Start of Extract

The latest victim of the Wuhan coronavirus – and, perhaps, of an equally risky geopolitical climate, cross-DMZ relations: The two Koreas will close their Joint Liaison Office in Kaesong.
Because of concerns about the ongoing coronavirus outbreak, the two sides will “temporarily” shut down the office after a joint consultative meeting, a Unification Ministry official told Asia Times on Thursday.
The official was unable to predict when the office would reopen. However, a previous inter-Korean project that was temporarily closed in 2016, the Kaesong Industrial Zone, never reopened.
Four cases of the 2019-nCoV virus that was first identified in Wuhan, China, have been confirmed in South Korea, and although none have been reported in North Korea, the North has closed its borders as a quarantine measure.
With no diplomatic relations linking Seoul and Pyongyang, the Joint Liaison Office, established in September 2018 and staffed by officials from both Koreas, was not simply a de facto embassy: It was the only fully dedicated government-to-government body set up by the two states since the end of the Korean War in 1953.

End of Extract

_Directions_.
1. Reproduce the liaison office article from "The official was" to "a quarantine measure.", inclusive, substituting "precaution" for "quarantine measure".
2. Proceed with the liaison office article, picking up right after its final sentence.
The listing that comes next has no connection to the liaison office article.

Start of Material provided

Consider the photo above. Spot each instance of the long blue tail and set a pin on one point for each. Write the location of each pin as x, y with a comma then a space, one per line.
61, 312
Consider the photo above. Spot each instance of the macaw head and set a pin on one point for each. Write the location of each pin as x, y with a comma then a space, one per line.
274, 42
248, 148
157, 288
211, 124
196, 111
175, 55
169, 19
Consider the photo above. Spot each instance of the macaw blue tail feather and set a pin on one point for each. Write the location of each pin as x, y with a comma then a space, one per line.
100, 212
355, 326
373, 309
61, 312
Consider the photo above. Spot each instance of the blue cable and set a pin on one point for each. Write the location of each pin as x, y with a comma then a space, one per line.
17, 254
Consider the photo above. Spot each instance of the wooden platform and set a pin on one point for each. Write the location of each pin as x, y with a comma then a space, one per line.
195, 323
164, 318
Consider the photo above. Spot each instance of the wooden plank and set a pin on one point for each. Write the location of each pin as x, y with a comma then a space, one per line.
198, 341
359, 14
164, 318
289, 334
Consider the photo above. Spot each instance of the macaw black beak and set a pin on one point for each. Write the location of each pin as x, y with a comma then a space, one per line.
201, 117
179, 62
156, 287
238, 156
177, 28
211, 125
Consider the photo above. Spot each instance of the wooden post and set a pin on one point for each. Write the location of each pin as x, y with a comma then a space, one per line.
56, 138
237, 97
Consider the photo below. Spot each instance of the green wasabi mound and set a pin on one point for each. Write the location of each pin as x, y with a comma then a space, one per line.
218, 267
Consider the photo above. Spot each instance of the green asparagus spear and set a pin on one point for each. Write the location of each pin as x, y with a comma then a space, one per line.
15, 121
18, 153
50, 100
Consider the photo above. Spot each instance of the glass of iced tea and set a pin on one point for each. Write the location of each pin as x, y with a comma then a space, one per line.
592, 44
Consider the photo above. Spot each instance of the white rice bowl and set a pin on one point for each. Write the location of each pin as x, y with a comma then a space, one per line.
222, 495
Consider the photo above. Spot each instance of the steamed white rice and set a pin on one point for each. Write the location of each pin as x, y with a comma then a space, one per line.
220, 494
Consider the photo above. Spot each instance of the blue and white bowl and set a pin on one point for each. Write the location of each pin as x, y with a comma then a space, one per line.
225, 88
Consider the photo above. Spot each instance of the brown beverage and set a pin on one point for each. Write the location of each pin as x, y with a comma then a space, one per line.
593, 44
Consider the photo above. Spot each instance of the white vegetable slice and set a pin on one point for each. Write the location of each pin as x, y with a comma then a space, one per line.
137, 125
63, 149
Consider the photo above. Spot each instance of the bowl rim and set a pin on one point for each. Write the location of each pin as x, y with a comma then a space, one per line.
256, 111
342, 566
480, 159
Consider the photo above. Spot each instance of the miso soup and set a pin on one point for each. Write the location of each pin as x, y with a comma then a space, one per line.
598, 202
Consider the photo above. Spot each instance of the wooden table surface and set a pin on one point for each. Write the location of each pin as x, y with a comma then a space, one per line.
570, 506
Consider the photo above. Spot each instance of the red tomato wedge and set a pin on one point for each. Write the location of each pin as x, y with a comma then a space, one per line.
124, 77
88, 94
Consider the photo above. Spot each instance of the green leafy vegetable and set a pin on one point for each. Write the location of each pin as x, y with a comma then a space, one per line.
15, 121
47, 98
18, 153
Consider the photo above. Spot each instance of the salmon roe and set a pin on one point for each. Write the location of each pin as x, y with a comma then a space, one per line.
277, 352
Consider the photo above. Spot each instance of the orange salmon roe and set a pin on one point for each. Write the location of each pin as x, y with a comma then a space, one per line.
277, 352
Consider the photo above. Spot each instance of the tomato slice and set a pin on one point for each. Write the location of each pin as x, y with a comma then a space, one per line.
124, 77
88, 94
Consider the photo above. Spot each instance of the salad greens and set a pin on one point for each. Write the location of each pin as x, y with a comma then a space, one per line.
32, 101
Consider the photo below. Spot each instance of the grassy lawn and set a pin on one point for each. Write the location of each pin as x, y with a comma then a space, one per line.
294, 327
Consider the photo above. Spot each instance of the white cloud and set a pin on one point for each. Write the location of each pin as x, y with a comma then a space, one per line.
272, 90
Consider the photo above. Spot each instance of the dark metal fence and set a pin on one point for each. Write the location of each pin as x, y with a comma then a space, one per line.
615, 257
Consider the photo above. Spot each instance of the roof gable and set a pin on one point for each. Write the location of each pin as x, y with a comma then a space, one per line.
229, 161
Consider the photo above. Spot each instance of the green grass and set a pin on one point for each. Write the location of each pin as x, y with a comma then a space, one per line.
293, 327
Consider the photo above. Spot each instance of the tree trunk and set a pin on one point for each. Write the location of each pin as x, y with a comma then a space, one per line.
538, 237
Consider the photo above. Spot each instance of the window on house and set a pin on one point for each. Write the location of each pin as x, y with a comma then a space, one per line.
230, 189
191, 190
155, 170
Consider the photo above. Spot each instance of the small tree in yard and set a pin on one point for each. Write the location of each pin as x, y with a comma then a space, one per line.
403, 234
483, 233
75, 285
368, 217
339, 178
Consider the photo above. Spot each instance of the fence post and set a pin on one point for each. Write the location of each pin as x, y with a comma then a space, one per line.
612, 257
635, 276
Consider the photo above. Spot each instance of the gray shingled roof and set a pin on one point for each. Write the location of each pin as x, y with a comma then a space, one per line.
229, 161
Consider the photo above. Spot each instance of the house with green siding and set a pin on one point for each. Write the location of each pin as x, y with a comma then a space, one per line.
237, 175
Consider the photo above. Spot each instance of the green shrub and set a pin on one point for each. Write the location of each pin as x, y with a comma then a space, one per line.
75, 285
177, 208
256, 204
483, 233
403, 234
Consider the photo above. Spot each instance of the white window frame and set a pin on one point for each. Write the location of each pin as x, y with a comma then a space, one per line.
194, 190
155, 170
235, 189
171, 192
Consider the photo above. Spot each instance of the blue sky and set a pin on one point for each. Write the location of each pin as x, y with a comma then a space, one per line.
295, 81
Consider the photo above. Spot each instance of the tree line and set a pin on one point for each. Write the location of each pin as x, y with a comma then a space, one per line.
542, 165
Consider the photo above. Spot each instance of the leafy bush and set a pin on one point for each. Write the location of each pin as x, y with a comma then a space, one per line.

End of Material provided

_Answer list_.
1.
The official was unable to predict when the office would reopen. However, a previous inter-Korean project that was temporarily closed in 2016, the Kaesong Industrial Zone, never reopened.
Four cases of the 2019-nCoV virus that was first identified in Wuhan, China, have been confirmed in South Korea, and although none have been reported in North Korea, the North has closed its borders as a precaution.

2.
While there are telephone and fax lines installed at the better-known truce village of Panmunjom inside the Demilitarized Zone, which is manned by troops, face-to-face discussions there are rare.
The Unification Ministry official was unable to say how many staff were at the Liaison Office, but South Korean media reports say 17 South Korean government officials and 41 support staff. Asia Times understands that there were between five and 10 North Korean officials assigned to the office.
The office was the biggest tangible outcome of 2018 – a euphoric year for inter-Korean relations. That year saw a Northern team compete at the Pyeongchang Winter Olympics held in the South at the last moment, and three-inter Korean summits have taken place, as well as the first-ever North Korean-US leaders’ summit, held in Singapore.
But relations have turned icy since, in sync with the downturn in Pyongyang-Washington ties that followed the breakdown of the Donald Trump-Kim Jong Un summit in Hanoi last February. The official inter-Korean Friday meetings that had been held at the Joint Liaison office have been suspended ever since.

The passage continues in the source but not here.